#### Requirement:
Extract every line in the listing below that contains the string "doorway", and copy each such line verbatim.

#### Provided data:
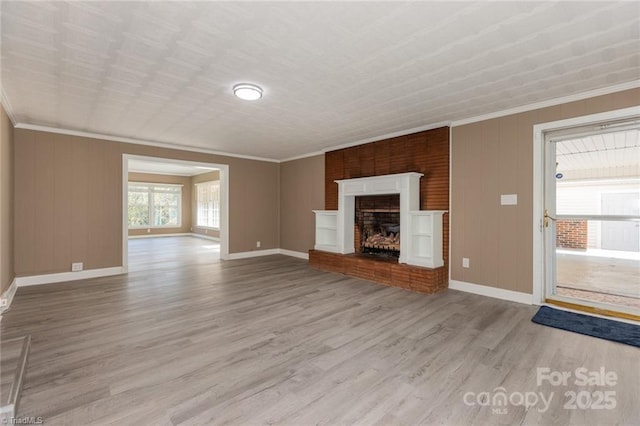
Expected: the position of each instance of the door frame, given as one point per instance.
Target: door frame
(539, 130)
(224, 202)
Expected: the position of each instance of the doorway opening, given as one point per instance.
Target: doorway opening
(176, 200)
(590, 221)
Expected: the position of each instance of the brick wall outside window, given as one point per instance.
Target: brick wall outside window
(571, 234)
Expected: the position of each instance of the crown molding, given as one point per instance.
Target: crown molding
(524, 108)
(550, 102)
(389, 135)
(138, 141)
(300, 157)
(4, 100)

--

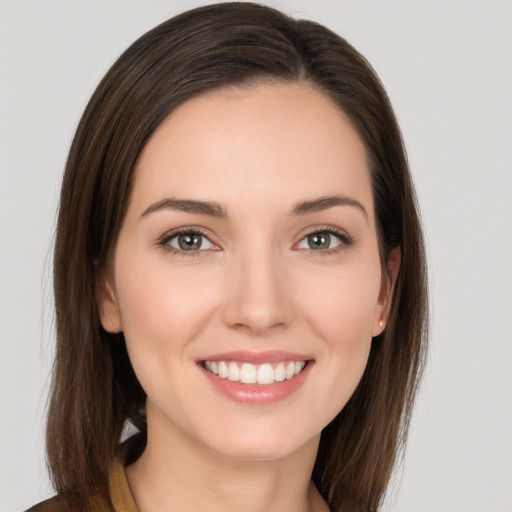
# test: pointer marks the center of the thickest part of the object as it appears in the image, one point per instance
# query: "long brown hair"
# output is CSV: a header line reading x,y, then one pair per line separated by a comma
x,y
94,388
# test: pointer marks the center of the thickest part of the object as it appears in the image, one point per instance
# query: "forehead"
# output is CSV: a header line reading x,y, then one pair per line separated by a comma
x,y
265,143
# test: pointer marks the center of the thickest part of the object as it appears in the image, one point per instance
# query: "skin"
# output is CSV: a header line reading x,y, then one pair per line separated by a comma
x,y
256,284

* * *

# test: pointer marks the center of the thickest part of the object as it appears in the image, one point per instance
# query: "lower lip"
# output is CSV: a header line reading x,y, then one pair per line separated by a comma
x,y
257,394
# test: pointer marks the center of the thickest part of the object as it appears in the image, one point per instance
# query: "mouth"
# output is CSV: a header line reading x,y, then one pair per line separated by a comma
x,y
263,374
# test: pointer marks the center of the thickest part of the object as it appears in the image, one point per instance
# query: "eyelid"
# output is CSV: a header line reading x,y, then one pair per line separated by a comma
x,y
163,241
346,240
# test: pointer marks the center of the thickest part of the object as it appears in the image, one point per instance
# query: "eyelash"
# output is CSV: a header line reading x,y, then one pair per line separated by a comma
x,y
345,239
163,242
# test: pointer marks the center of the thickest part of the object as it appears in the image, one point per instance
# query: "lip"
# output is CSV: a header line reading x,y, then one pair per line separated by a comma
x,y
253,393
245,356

#### Worked answer:
Expected: the position of each instance of the doorway opening, given as one point per instance.
Target: doorway opening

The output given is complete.